The data
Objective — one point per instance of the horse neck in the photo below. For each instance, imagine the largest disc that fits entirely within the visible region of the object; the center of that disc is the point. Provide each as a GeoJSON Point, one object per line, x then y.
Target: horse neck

---

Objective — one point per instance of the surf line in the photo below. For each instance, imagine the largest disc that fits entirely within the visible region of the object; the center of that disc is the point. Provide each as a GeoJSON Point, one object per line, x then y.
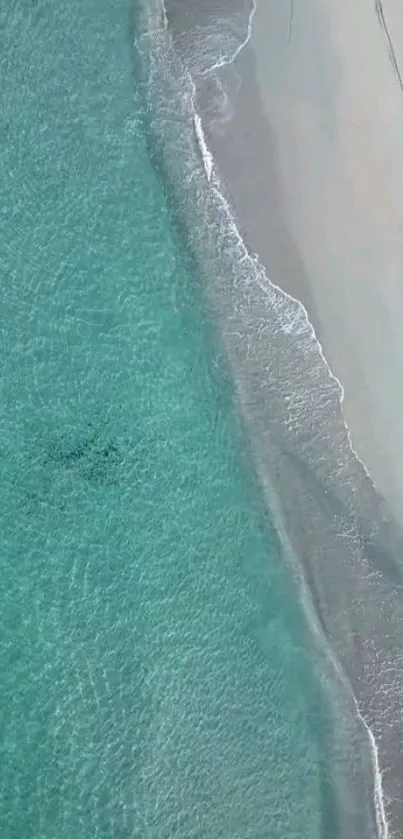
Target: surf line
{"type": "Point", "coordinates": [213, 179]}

Challenge
Please print the items from the line containing "Objective — one point per instance of the horse" through the line containing "Target: horse neck", both included, with every character kept as it appears.

Exercise response
Objective — one point per instance of the horse neck in the photo below. For each instance, imagine the largest disc that fits entirely within the visible region of the object; the center of that disc is the point. Provide each as a GeoJSON Point, one object per line, x then y.
Target: horse neck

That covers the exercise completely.